_GOALS_
[1] Reproduce the self-employment passage word for word, everything from "Eventually, instead of" down to "an independent freelancer.".
[2] Write the next part of the passage on growing income while self-employed, picking up right after its final sentence.

One of the biggest challenges of being self-employed is doing everything yourself, from the actual work to accounting to marketing your business. Eventually, the self-employed want to become successful enough to get a steady workflow and make their ideal income.

Some self-employed freelancers or business owners stop there, but others want to reach higher. Their reputation is established, and they are getting so much business that they cannot do all the work themselves. Here is an opportunity to double or triple their yearly income.

Eventually, instead of being a one-person business running every department, they might hire employees. However, some business owners may want to avoid the headache of managing several people. They may wish to continue as an independent freelancer.

Hiring employees isn’t the only option for increasing one’s income, although it is the first one that comes to mind. Here are three ways to increase your income if you’re self-employed and the pros and cons of each method.

1 Hire employees

You’ve always wanted to become your own boss. That’s why you started your own company and became self-employed. The next step is to scale up your company by hiring employees.

_LISTING_
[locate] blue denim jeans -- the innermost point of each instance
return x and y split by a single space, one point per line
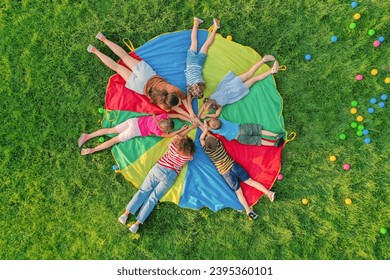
158 181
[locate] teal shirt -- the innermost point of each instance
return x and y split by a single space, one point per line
229 130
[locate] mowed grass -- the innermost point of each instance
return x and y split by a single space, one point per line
56 204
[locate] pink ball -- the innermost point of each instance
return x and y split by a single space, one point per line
346 166
359 77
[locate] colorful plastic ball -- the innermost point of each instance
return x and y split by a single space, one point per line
374 72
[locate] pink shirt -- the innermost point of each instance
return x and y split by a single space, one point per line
148 126
173 160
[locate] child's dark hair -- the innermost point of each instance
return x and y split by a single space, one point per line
196 90
211 142
211 104
186 146
215 123
166 125
172 100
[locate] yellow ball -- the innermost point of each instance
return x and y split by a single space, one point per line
356 16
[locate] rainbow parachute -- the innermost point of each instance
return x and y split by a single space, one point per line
199 184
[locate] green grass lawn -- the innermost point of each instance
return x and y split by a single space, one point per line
56 204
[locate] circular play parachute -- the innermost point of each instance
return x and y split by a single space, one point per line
199 184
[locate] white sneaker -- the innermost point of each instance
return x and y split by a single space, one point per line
122 219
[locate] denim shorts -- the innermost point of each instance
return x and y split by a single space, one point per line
140 75
235 175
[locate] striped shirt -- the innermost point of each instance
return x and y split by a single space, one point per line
222 161
173 160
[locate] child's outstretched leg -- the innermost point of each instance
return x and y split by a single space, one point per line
260 187
110 63
248 210
211 38
100 147
194 34
273 70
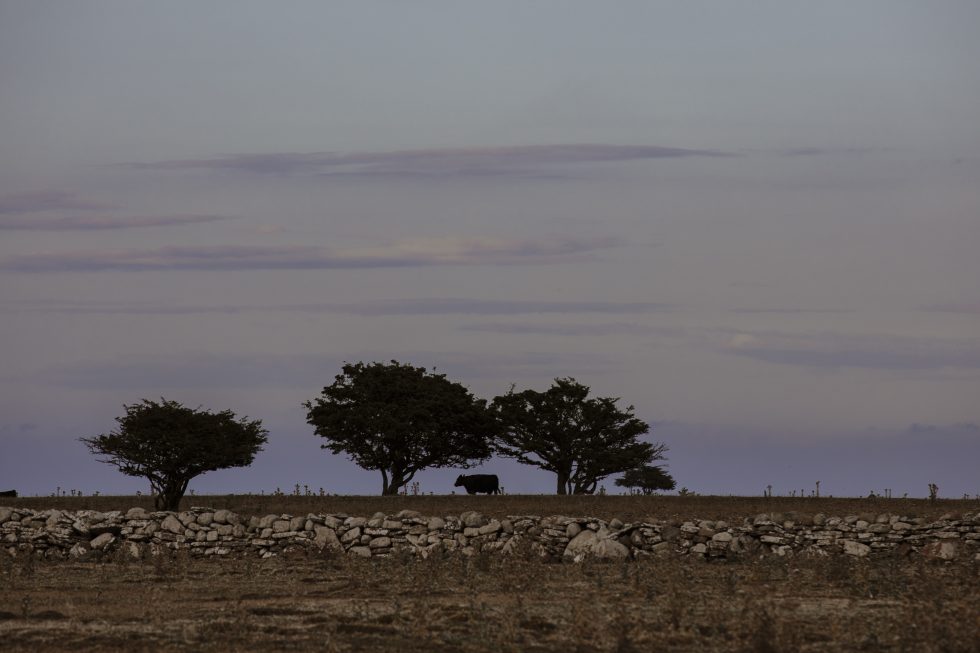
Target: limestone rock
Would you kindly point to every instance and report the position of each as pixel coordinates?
(472, 519)
(172, 525)
(610, 549)
(856, 548)
(326, 537)
(942, 550)
(436, 523)
(101, 542)
(136, 513)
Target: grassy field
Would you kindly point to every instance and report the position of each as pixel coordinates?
(491, 603)
(626, 508)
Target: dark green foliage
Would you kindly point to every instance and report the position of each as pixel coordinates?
(399, 419)
(647, 479)
(169, 444)
(562, 430)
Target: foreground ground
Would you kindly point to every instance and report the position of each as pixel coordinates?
(626, 508)
(490, 603)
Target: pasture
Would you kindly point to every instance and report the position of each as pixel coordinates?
(333, 602)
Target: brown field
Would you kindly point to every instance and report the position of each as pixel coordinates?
(490, 603)
(626, 508)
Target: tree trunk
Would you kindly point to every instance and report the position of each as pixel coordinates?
(562, 483)
(391, 486)
(170, 493)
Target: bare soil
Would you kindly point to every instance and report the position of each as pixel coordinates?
(492, 602)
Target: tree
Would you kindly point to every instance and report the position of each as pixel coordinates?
(561, 430)
(169, 444)
(647, 479)
(399, 419)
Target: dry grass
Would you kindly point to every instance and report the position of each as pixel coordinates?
(626, 508)
(489, 602)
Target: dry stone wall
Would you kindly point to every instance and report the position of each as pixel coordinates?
(208, 532)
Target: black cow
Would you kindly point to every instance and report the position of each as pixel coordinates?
(476, 483)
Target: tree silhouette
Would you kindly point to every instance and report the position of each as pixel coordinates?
(647, 479)
(169, 444)
(399, 419)
(562, 430)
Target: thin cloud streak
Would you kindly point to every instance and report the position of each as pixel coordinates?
(48, 200)
(407, 253)
(789, 311)
(99, 223)
(573, 330)
(198, 370)
(451, 162)
(834, 351)
(961, 309)
(407, 307)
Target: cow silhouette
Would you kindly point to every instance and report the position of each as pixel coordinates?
(477, 483)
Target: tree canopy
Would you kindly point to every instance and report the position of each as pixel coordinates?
(169, 444)
(399, 419)
(582, 440)
(647, 479)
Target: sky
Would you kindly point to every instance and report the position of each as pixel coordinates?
(755, 222)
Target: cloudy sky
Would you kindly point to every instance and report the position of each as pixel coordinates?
(757, 222)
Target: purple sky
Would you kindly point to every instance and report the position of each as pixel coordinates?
(757, 223)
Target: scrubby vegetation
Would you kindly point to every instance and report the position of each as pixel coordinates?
(335, 602)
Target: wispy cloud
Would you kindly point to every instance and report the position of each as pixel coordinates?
(870, 352)
(48, 200)
(409, 307)
(573, 329)
(824, 151)
(406, 253)
(147, 375)
(97, 223)
(789, 311)
(963, 309)
(450, 162)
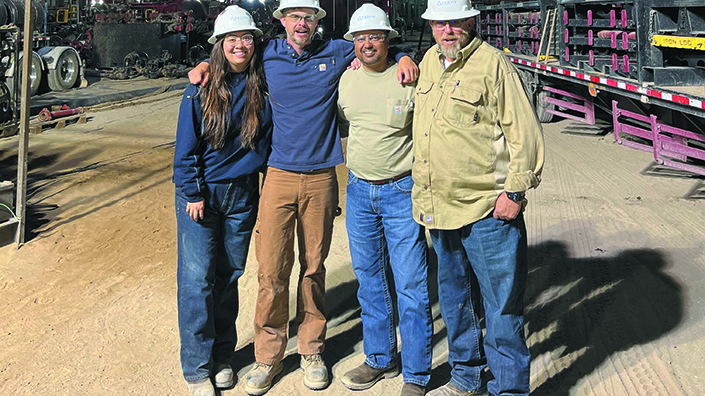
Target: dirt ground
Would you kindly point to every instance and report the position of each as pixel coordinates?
(615, 304)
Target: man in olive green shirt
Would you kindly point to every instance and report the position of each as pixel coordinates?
(388, 249)
(478, 147)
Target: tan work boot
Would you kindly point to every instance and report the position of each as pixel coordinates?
(412, 390)
(364, 376)
(315, 371)
(202, 387)
(259, 380)
(224, 376)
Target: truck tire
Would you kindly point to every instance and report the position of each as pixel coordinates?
(542, 106)
(65, 75)
(35, 75)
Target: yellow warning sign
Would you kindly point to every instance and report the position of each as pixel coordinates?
(696, 43)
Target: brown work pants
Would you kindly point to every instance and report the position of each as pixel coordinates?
(307, 201)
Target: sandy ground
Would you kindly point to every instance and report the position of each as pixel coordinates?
(615, 304)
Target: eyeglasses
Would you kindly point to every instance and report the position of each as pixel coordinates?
(374, 38)
(246, 39)
(296, 18)
(452, 23)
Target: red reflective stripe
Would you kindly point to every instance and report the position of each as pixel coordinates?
(681, 99)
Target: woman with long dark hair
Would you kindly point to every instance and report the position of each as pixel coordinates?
(222, 141)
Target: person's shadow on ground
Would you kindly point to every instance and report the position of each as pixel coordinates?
(582, 311)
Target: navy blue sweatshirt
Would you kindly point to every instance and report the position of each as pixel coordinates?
(196, 163)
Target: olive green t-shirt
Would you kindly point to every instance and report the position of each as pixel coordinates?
(376, 111)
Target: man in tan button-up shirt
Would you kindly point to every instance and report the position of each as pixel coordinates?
(478, 147)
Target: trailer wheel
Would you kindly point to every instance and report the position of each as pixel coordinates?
(65, 75)
(541, 107)
(35, 74)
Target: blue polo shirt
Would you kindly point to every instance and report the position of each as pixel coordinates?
(304, 93)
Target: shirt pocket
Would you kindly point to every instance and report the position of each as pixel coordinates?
(423, 90)
(323, 72)
(398, 112)
(464, 107)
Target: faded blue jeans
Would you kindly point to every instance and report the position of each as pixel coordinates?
(485, 263)
(388, 250)
(211, 257)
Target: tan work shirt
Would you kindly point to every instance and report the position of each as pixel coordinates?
(377, 111)
(475, 135)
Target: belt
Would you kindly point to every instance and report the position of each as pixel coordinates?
(390, 180)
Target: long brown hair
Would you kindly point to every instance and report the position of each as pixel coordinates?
(216, 98)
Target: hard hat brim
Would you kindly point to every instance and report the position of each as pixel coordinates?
(440, 16)
(279, 12)
(391, 33)
(213, 39)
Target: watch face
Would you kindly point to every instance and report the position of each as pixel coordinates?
(516, 197)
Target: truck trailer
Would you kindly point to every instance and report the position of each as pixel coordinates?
(641, 63)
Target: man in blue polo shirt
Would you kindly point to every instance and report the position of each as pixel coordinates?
(300, 192)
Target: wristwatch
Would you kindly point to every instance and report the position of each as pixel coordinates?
(516, 197)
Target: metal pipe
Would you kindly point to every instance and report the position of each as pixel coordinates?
(46, 115)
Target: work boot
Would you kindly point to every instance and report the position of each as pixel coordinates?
(364, 376)
(451, 389)
(202, 387)
(315, 371)
(412, 390)
(259, 380)
(224, 376)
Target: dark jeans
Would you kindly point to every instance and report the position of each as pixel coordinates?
(212, 256)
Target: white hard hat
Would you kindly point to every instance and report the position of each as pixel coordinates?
(444, 10)
(369, 17)
(313, 4)
(233, 19)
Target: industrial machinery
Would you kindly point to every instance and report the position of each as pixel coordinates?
(640, 62)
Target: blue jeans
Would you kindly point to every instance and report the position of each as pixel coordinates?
(388, 249)
(211, 257)
(485, 263)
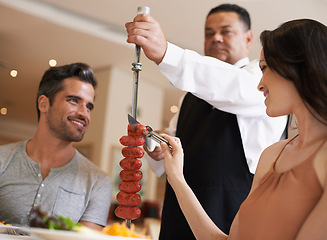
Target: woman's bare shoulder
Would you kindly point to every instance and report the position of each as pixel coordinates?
(267, 158)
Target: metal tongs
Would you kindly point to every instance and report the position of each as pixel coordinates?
(149, 133)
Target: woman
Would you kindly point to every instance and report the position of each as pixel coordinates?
(288, 198)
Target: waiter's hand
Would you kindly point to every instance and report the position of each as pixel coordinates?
(146, 32)
(174, 160)
(157, 154)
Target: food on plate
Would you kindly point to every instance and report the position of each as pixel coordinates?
(118, 229)
(130, 175)
(127, 212)
(129, 187)
(140, 129)
(131, 164)
(128, 199)
(132, 140)
(5, 224)
(133, 152)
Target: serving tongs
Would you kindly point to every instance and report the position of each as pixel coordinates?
(149, 134)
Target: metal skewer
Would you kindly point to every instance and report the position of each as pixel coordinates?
(156, 137)
(136, 69)
(137, 66)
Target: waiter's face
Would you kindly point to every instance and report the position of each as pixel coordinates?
(226, 37)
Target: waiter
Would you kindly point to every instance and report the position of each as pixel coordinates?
(222, 121)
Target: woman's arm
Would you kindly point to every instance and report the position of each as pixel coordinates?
(315, 225)
(200, 223)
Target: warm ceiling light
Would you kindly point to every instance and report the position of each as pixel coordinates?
(3, 111)
(52, 62)
(174, 109)
(13, 73)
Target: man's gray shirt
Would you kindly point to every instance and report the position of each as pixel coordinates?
(79, 190)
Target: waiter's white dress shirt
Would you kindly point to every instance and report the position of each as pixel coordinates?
(229, 88)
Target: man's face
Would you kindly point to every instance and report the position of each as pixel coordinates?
(69, 115)
(226, 37)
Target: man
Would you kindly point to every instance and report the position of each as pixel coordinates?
(222, 122)
(47, 170)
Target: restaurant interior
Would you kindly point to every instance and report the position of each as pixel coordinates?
(36, 33)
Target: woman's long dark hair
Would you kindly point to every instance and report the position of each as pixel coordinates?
(297, 50)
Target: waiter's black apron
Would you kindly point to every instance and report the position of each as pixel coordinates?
(214, 167)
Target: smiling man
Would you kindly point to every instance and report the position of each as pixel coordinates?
(47, 170)
(222, 121)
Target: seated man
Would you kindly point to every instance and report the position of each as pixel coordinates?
(47, 170)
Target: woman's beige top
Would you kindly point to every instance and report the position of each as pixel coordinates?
(281, 203)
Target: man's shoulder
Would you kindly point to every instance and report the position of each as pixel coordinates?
(7, 149)
(84, 164)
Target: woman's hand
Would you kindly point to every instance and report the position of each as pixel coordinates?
(174, 160)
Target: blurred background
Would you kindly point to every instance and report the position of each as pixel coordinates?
(33, 32)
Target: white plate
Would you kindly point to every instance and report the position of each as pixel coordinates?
(47, 234)
(6, 228)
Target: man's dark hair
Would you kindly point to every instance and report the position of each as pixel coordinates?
(296, 50)
(52, 80)
(242, 13)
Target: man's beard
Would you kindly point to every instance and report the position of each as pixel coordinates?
(62, 130)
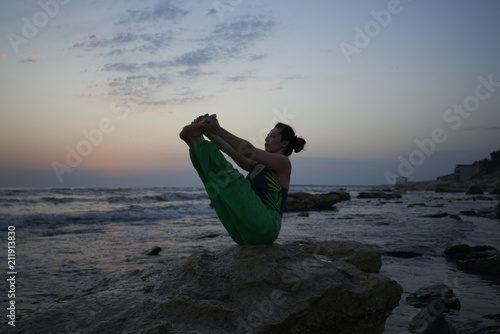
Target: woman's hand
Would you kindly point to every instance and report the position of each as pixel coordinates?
(199, 119)
(211, 124)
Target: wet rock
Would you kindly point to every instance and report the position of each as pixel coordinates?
(489, 266)
(484, 325)
(434, 300)
(466, 252)
(483, 260)
(403, 254)
(383, 195)
(447, 189)
(430, 320)
(436, 215)
(154, 251)
(302, 287)
(474, 190)
(436, 292)
(469, 213)
(302, 201)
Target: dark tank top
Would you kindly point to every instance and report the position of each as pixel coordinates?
(270, 191)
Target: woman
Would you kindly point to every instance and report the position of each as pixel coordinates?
(250, 209)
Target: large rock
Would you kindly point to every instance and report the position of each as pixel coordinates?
(302, 201)
(474, 190)
(375, 194)
(483, 260)
(434, 301)
(324, 287)
(498, 210)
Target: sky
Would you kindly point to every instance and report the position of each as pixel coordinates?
(95, 93)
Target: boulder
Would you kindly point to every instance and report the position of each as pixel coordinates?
(434, 293)
(154, 251)
(447, 189)
(489, 266)
(466, 252)
(474, 190)
(436, 215)
(302, 287)
(434, 301)
(301, 201)
(483, 260)
(374, 194)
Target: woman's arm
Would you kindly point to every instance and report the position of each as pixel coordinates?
(245, 151)
(242, 161)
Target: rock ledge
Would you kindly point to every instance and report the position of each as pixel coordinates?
(302, 287)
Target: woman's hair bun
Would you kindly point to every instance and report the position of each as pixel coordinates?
(298, 144)
(294, 143)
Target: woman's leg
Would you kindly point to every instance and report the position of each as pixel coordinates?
(241, 211)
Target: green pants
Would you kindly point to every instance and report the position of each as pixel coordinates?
(246, 218)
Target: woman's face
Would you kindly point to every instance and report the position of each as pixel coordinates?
(274, 142)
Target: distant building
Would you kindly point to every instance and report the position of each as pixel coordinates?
(448, 178)
(401, 180)
(464, 173)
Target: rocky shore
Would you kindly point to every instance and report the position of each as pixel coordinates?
(302, 287)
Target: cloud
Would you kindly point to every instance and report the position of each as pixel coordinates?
(120, 67)
(163, 11)
(489, 128)
(244, 30)
(127, 42)
(239, 78)
(32, 59)
(141, 60)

_RESPONSES TO THE EXERCISE_
[1]
Eventually, instead of being a one-person business running every department, they might hire employees. However, some business owners may want to avoid the headache of managing several people. They may wish to continue as an independent freelancer.

[2]
Depending on the nature and size of your business, you could step back and hire people with the right expertise to manage the company. You could hire an accountant and human resources person. Or you could continue with a hands-on role in the company.

When you hire employees, you have resources dedicated to completing your work. You control their time and schedule because they signed a contract to work part-time or full-time, at specific hours of the day for you. If they want time off, they must let you know first.

Having a dedicated team allows your business to scale. You can provide the same services you did before or add more services now that you have the cash flow and resources to hire experts to provide those services.


Once you hire employees, you are expected to provide a specific number of work hours for your employees each month. It becomes more crucial that your lead flow is steady to ensure you continue to operate at a profit.

You’ll have more management details to look after. Whether you manage your business yourself or hire someone, you will deal with work contracts, tracking employee hours and pay, and other details related to human resources and taxes.

2 Subcontract your work

It’s a wonderful milestone in your career when you have so many clients that you can pick and choose which ones to keep by raising your rates or ending contracts. However, you may want to keep all your existing clients and add new ones instead of turning them away.

One way to scale up your business is to work with subcontractors. For example, if you write articles for your clients, subcontract your work to writers who are building their portfolios and writing experience.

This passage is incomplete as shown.